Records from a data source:
---

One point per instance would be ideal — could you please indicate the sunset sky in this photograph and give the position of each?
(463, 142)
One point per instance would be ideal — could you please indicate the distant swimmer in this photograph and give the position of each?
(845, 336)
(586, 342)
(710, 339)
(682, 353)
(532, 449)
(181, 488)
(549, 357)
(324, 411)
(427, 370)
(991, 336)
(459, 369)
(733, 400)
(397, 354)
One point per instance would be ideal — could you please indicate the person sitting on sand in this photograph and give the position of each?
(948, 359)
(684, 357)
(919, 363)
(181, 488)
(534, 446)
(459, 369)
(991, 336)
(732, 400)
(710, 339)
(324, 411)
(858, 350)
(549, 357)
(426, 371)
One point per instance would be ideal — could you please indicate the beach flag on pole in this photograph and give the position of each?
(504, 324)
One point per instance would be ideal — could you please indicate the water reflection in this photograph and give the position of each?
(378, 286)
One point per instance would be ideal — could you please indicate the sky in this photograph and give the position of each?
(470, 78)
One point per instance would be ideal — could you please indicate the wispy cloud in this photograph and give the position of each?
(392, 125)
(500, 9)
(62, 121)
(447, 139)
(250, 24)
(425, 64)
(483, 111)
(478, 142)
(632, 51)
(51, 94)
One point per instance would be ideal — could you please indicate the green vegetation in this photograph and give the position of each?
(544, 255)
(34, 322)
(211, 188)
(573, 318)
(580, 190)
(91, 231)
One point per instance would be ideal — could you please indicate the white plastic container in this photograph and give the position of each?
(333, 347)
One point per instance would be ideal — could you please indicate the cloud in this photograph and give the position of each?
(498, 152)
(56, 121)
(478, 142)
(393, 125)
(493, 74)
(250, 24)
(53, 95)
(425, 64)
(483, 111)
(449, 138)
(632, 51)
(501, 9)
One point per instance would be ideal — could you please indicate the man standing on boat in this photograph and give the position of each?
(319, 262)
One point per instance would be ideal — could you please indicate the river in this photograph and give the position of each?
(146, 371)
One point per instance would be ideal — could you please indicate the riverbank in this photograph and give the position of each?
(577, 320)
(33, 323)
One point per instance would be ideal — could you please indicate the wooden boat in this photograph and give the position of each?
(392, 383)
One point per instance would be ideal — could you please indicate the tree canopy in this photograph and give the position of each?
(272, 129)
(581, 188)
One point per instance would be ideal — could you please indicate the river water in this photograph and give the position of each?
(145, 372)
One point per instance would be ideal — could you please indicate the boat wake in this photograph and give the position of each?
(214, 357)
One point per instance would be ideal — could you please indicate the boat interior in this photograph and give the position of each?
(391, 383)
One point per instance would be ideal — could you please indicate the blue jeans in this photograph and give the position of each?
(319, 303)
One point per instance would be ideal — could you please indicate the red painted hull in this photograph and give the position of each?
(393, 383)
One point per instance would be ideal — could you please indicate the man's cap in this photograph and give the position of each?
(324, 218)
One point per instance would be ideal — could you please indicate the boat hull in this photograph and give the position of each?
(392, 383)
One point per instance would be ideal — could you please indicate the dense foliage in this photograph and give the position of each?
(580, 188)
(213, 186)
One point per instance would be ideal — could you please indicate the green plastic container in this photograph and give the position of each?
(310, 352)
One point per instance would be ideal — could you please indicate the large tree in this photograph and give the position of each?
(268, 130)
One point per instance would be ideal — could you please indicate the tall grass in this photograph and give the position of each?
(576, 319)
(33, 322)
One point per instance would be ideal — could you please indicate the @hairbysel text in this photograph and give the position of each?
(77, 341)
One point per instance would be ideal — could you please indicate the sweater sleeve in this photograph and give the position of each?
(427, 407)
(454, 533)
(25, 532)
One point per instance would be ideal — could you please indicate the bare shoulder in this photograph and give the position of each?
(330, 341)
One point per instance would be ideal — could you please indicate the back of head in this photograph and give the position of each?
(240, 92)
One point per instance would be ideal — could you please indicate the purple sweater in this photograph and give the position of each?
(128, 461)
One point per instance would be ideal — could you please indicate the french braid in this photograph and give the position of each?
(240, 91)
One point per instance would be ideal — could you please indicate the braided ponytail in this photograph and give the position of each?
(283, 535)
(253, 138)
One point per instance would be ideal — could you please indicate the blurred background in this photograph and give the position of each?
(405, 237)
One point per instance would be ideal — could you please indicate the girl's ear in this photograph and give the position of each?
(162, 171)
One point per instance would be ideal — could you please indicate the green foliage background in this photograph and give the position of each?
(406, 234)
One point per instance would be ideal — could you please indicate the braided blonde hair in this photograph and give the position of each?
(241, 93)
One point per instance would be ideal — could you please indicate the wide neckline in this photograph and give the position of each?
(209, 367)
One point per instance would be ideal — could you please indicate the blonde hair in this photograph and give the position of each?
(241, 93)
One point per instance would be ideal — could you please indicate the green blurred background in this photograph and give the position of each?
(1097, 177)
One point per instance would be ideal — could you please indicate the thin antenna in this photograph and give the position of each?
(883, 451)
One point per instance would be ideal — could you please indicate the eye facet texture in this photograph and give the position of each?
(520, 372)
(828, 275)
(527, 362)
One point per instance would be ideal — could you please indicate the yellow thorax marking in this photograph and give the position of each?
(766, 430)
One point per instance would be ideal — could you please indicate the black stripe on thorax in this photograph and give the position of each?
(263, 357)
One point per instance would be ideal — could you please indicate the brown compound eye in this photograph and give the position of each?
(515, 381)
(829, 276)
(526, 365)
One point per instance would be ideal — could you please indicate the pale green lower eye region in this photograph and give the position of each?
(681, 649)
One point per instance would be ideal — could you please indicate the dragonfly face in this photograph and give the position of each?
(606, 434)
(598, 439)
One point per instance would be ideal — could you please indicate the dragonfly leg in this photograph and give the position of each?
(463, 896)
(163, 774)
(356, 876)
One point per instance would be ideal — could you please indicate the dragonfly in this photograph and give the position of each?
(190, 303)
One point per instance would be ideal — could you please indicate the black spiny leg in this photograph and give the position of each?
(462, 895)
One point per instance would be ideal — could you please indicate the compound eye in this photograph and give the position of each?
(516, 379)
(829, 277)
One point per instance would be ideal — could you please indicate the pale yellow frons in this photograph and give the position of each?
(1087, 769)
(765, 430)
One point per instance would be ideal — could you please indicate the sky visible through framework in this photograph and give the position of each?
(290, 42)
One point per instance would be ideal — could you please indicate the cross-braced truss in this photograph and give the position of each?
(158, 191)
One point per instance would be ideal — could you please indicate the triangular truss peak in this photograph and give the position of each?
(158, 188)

---

== Problem description ==
Quote all of the entries verbatim.

== Task response ==
One point per instance would be ideal — could you please indicate the sunset sky in this photograph and give the position of each?
(463, 142)
One point per instance would be ideal — could you please indicate the distant swimmer in this photograph and give the position of each?
(845, 336)
(586, 342)
(710, 339)
(682, 353)
(532, 449)
(181, 488)
(549, 357)
(324, 411)
(427, 370)
(991, 336)
(459, 369)
(733, 400)
(397, 354)
One point per instance would be ideal — could you please indicate the person sitting on sand in this photograph and give the position of each?
(948, 359)
(684, 357)
(919, 363)
(181, 488)
(534, 446)
(459, 369)
(991, 336)
(732, 400)
(710, 339)
(324, 411)
(858, 350)
(549, 357)
(426, 371)
One point per instance would be ideal — could you please indicate the beach flag on pole in this photograph and give the position of each?
(504, 324)
One point per instance would be ideal — could you please indicate the water reflection in this photograph and give the position of each?
(378, 286)
One point per instance would be ideal — could you please indicate the sky in this photograph and give the position of each?
(470, 78)
One point per instance would be ideal — could you please indicate the wispy cloud in this photograph and give the position of each?
(392, 125)
(500, 9)
(62, 121)
(447, 139)
(250, 24)
(425, 64)
(483, 111)
(478, 142)
(632, 51)
(51, 94)
One point per instance would be ideal — could you please indicate the green vegetation in this photograph and give the position of each?
(544, 255)
(34, 322)
(211, 188)
(573, 318)
(580, 190)
(91, 231)
One point per instance would be ideal — could you please indicate the white plastic container in this photograph and give the position of each?
(333, 347)
One point per instance would be ideal — could you please indicate the cloud in this photograph and give the position of each?
(498, 152)
(56, 121)
(478, 142)
(393, 125)
(493, 74)
(250, 24)
(53, 95)
(425, 64)
(483, 111)
(449, 138)
(632, 51)
(501, 9)
One point per instance would be ideal — could you please indicate the man standing on boat in this photograph and give the position of each?
(319, 262)
One point per instance would be ideal — could you please indicate the river in this photograph and give the position of each?
(146, 371)
One point per instance would be ideal — could you please indicate the riverbank in this photograph and give the position of each?
(577, 320)
(33, 323)
One point per instance would be ideal — could you please indicate the wooden boat in this photograph and give the position of each?
(392, 383)
One point per instance would be ideal — could you please indicate the tree canopy in this photograph and give the position of each?
(272, 129)
(581, 188)
One point per instance would be ideal — could you please indicate the river water in this photograph and give the position of each?
(145, 372)
One point per instance would be ideal — could you please indicate the boat wake in this photograph and give the position of each?
(214, 357)
One point per instance would be ideal — could you please indicate the boat interior in this photograph and give the position of each?
(391, 383)
One point per instance would be ideal — could you please indicate the blue jeans in this photograph and give the position of each?
(319, 303)
One point per instance would be ideal — could you please indicate the red painted hull in this photograph and give the position of each?
(393, 383)
One point per instance would be ideal — could you please indicate the man's cap in this photograph and give the position of each?
(324, 218)
One point per instance would be ideal — could you please indicate the boat hull in this photograph and give the position of each?
(392, 383)
One point per instance would be ideal — could you please indicate the dense foliage in this photograph and give the position of each?
(580, 188)
(213, 186)
One point per instance would be ideal — could you please indicate the green plastic container in this photograph and give the position of each?
(310, 352)
One point per instance would be ideal — could you please indicate the large tree in this photograph and give the position of each?
(268, 130)
One point per instance would be ideal — could you please indicate the tall grass in this photograph and give the position of each?
(576, 319)
(33, 322)
One point per instance would be ideal — could you please indicate the @hairbysel text in this photograph and give the position of each?
(77, 341)
One point per instance would be ideal — could you please indicate the sweater sleeve in this photograph and give the position of each?
(427, 407)
(454, 533)
(25, 532)
One point per instance would be ideal — could you please indicate the bare shoulder in this photograph and give the position of each?
(330, 341)
One point per instance would be ideal — could you please indicate the back of head in this photograph and give the position of each?
(240, 92)
One point per instance would be ideal — could you please indicate the purple sweater in this photograph and give the position of each?
(128, 461)
One point per instance would be ideal — could you please indicate the french braid in this photograph and give the position of each?
(240, 91)
One point per instance would be ideal — could you please indicate the braided ponytail in this photograph and give the position of each?
(283, 535)
(253, 138)
One point per instance would be ideal — could you please indicate the blurred background in this photograph and give the position of each?
(405, 237)
One point per instance would be ideal — could you please indicate the girl's ear in this photograph and give the position of each?
(162, 171)
One point per instance would be ideal — could you please indicate the green foliage background in this photograph and give the position of each?
(406, 234)
One point per instance would be ideal — could you please indicate the braided blonde hair in this photograph and give the position of each?
(241, 93)
One point per instance would be ideal — could you please indicate the wide neckline in this photograph and give the position of each?
(209, 367)
One point per instance would be ideal — could you please indicate the blonde hair in this photograph and give the position of each?
(241, 93)
One point per instance would be ideal — could you please indicate the green blurred background in this photograph and give the position of each?
(1097, 177)
One point per instance would be ideal — could you please indicate the thin antenna in this photograph and give the position of each?
(883, 451)
One point per instance would be ideal — could you please indicate the eye facet texture in this photograph and give the position of each?
(520, 372)
(828, 275)
(527, 362)
One point per instance would be ideal — could you please indicate the yellow thorax marking in this photograph and give the position of each?
(766, 430)
One point per instance would be ideal — could you please indicate the black stripe on thorax in this photograph and give the position of each?
(263, 357)
One point per instance would be ideal — could you please indicate the brown compound eye in this photograph and give the position of each?
(515, 381)
(829, 276)
(526, 365)
One point per instance would be ideal — could you please indicate the pale green lower eye region in this photograph and give the position of each?
(681, 649)
One point per instance would be ideal — could you please indicate the dragonfly face in this photograph and give the position of each?
(606, 434)
(598, 439)
One point per instance would be ideal — could you please indicate the dragonfly leg in this photograph and give the position of each?
(463, 896)
(163, 774)
(356, 876)
One point per instance would be ideal — could you please indicate the dragonfly in this photograph and give the position of each?
(190, 303)
One point per instance would be ideal — could you please indicate the black spiny leg in this photograph and give the position of each?
(462, 895)
One point per instance would be ideal — could you please indicate the compound eye in this photograph and give the position of each?
(516, 379)
(829, 277)
One point per instance would be ideal — could you please indicate the pale yellow frons in this photograph and give the position of each?
(1087, 769)
(765, 430)
One point per instance would be ideal — could you please indicate the sky visible through framework in this photograph and give the position of each?
(290, 42)
One point per instance would be ideal — could you please indicate the cross-braced truss in this photograph and give the position of each?
(158, 191)
One point per instance would be ideal — could you please indicate the triangular truss peak in this photograph and give the position of each?
(158, 188)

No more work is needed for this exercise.